■ Task item:
Your answer must consist of exactly the lines below, starting with the line with "Mark the bird's tail" and going on through the line with "Confirm every instance of the dry", and nothing else.

═══ Task data ═══

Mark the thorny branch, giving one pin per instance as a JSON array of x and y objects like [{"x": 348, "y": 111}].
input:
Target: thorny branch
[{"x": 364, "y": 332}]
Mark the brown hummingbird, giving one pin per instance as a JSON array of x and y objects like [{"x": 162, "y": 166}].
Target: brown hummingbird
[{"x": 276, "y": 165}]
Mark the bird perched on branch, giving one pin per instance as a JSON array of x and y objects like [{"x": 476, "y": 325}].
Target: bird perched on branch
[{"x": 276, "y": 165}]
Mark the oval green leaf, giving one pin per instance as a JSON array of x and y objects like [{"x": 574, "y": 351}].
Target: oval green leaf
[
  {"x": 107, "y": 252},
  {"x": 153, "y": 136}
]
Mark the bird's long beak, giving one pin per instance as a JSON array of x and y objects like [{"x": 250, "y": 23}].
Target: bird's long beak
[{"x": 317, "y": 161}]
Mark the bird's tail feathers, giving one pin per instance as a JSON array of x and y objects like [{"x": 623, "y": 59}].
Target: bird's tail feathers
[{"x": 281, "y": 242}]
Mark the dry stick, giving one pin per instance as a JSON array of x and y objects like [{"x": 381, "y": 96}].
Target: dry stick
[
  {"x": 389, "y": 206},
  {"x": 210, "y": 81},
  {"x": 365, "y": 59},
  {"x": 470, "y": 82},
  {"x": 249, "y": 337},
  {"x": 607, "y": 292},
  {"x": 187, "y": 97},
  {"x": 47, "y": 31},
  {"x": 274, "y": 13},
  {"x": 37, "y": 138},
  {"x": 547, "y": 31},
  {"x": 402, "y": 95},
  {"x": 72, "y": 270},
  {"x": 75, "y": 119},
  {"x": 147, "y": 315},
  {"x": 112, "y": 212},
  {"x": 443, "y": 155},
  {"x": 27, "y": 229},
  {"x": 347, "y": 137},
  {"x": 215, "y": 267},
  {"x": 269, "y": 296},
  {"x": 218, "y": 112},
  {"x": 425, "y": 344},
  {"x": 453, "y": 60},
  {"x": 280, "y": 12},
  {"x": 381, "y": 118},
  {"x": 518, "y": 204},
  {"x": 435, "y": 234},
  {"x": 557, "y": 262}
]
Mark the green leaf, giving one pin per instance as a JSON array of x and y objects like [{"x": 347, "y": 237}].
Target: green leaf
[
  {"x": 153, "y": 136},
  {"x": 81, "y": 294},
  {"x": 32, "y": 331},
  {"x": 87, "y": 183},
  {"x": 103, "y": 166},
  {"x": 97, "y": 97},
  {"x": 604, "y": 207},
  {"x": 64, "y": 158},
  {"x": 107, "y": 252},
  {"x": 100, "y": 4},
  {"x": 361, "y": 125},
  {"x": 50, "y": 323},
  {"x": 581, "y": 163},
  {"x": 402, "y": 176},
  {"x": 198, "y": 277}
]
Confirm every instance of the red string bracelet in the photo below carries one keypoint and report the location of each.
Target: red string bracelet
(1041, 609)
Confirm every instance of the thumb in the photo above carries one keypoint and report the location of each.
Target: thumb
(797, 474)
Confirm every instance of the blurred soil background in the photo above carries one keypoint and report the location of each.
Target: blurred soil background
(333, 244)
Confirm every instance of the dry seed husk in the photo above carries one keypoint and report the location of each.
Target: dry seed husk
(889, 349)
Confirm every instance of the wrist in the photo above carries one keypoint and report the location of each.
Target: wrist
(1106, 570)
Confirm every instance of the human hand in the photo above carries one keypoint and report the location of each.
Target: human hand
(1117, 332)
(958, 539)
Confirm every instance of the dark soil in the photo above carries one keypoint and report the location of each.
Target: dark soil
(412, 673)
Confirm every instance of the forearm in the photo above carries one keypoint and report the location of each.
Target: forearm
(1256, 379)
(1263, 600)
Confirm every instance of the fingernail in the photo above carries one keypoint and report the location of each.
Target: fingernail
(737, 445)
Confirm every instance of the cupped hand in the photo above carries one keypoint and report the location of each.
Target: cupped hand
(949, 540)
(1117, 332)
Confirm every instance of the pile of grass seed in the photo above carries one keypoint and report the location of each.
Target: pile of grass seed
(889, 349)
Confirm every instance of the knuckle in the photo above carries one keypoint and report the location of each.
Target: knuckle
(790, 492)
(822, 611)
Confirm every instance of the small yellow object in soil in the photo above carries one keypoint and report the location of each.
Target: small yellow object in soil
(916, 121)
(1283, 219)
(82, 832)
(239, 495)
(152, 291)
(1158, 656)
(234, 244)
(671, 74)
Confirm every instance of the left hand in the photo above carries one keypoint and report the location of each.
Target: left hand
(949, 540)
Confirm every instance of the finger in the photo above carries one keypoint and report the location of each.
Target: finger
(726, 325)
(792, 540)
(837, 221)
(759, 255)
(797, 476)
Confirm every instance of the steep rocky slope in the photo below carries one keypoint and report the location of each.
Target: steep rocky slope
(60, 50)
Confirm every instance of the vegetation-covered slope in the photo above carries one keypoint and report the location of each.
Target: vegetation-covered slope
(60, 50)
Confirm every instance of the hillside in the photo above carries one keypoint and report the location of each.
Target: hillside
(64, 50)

═══

■ Response area:
Mark the bird's tail feathers, giving one pin per instance as a JSON array of x and y objects like [{"x": 623, "y": 59}].
Target: bird's tail feathers
[{"x": 281, "y": 242}]
Mark the dry stick, giving one pin per instance as a JSON array of x and y objects like [{"x": 381, "y": 96}].
Target: dry stick
[
  {"x": 389, "y": 206},
  {"x": 210, "y": 81},
  {"x": 365, "y": 59},
  {"x": 470, "y": 82},
  {"x": 249, "y": 337},
  {"x": 607, "y": 292},
  {"x": 187, "y": 97},
  {"x": 47, "y": 31},
  {"x": 274, "y": 13},
  {"x": 37, "y": 138},
  {"x": 547, "y": 31},
  {"x": 402, "y": 95},
  {"x": 72, "y": 270},
  {"x": 75, "y": 119},
  {"x": 147, "y": 315},
  {"x": 112, "y": 212},
  {"x": 443, "y": 155},
  {"x": 27, "y": 229},
  {"x": 347, "y": 137},
  {"x": 215, "y": 267},
  {"x": 269, "y": 296},
  {"x": 218, "y": 112},
  {"x": 425, "y": 344},
  {"x": 453, "y": 60},
  {"x": 280, "y": 12},
  {"x": 381, "y": 118},
  {"x": 518, "y": 204},
  {"x": 435, "y": 234},
  {"x": 557, "y": 262}
]
Mark the green leaf, giving one pin per instance as a JSON array of x and y objects like [{"x": 347, "y": 237}].
Target: green leaf
[
  {"x": 153, "y": 136},
  {"x": 81, "y": 294},
  {"x": 32, "y": 331},
  {"x": 87, "y": 183},
  {"x": 103, "y": 166},
  {"x": 97, "y": 97},
  {"x": 604, "y": 207},
  {"x": 64, "y": 158},
  {"x": 107, "y": 252},
  {"x": 100, "y": 4},
  {"x": 361, "y": 125},
  {"x": 50, "y": 323},
  {"x": 581, "y": 163},
  {"x": 402, "y": 176},
  {"x": 198, "y": 277}
]
Confirm every instance of the red string bracelet in the photo below carries one keypoint and report the location of each.
Target: red string bracelet
(1041, 609)
Confirm every instance of the thumb in the photo above carries one keypoint and report the location of each.
Target: thumb
(797, 474)
Confirm every instance of the blurred soil background in the photo above carries one keypoint and report the location of each.
Target: blurred soil background
(333, 244)
Confirm every instance of the dry seed husk in the photo above carries one keypoint and report the location of each.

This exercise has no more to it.